— start of Source text —

Jan. 30, 2013 - Issue #902: Come cry with Daniel Romano
Down the dusty trail
Daniel Romano revisits '60s Nashville on Come Cry With Me
'If anybody reading this doesn't know about Roger Miller, they should look into it," Daniel Romano says, before hanging up the phone. "Just 'cause everybody should know about Roger Miller."
You probably do know about Miller, even if reading the name didn't ring any bells. At least you'd be able to recognize a few of his songs: "King of the Road" is his, and maybe "Old Friends" (with Willie Nelson) or "Dang Me" would pique a memory of hearing your dad's now-dusty record collection.
Miller was a honky tonker, a country & western guy with a sense of humour and a heyday set back in the '60s (he did tour until the '90s, though). He's largely known for novelty songs, but here's the thing: while there's definite kitsch in his writing (and in that whole era, really), there's also an understated sadness that gathers around its edges. Miller was a songwriter who put an irreverent spin on being perpetually down-and-out, his protagonists laughing in the face of their bad situations. "King of the Road" is about a hobo with enough wit about him to poke fun at his ride-the-rails lifestyle. Because sometimes, from rock bottom, all you can do is laugh.

— end of Source text —
— start of Records for processing —

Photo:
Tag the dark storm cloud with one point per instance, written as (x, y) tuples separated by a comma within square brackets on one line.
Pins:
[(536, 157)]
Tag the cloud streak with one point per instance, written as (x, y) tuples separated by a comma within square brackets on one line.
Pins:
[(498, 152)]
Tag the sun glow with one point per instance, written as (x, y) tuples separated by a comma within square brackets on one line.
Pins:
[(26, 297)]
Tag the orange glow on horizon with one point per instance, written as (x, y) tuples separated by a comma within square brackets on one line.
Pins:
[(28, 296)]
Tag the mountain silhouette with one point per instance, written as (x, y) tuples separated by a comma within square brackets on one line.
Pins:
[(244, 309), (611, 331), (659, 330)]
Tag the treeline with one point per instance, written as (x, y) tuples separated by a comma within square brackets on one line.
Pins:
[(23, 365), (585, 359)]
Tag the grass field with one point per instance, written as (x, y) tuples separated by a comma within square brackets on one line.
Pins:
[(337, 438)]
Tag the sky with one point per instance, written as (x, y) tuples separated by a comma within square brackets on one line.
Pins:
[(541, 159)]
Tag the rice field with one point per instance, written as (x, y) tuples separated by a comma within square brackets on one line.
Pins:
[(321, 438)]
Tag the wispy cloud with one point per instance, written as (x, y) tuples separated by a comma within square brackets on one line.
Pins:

— end of Records for processing —

- [List of tasks]
- A) Write out the passage of the Daniel Romano article from "You probably do" to "now-dusty record collection.".
- B) Shift every coordinate in the pinned answers by -89, and give back only the records from the line with "Tag the cloud" to the line with "[(28, 296)]", with every line in that span, requests included.

- [Set of answers]
- A)
You probably do know about Miller, even if reading the name didn't ring any bells. At least you'd be able to recognize a few of his songs: "King of the Road" is his, and maybe "Old Friends" (with Willie Nelson) or "Dang Me" would pique a memory of hearing your dad's now-dusty record collection.

- B)
Tag the cloud streak with one point per instance, written as (x, y) tuples separated by a comma within square brackets on one line.
Pins:
[(409, 63)]
Tag the sun glow with one point per instance, written as (x, y) tuples separated by a comma within square brackets on one line.
Pins:
[(-63, 208)]
Tag the orange glow on horizon with one point per instance, written as (x, y) tuples separated by a comma within square brackets on one line.
Pins:
[(-61, 207)]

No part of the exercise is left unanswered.